■ Given entries
---
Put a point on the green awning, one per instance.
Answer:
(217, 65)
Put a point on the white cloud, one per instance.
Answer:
---
■ Task directions
For the material above, produce a word-for-word copy.

■ Answer to the problem
Put a point on the green awning, one per instance.
Answer:
(217, 65)
Put a point on the white cloud, one per instance.
Answer:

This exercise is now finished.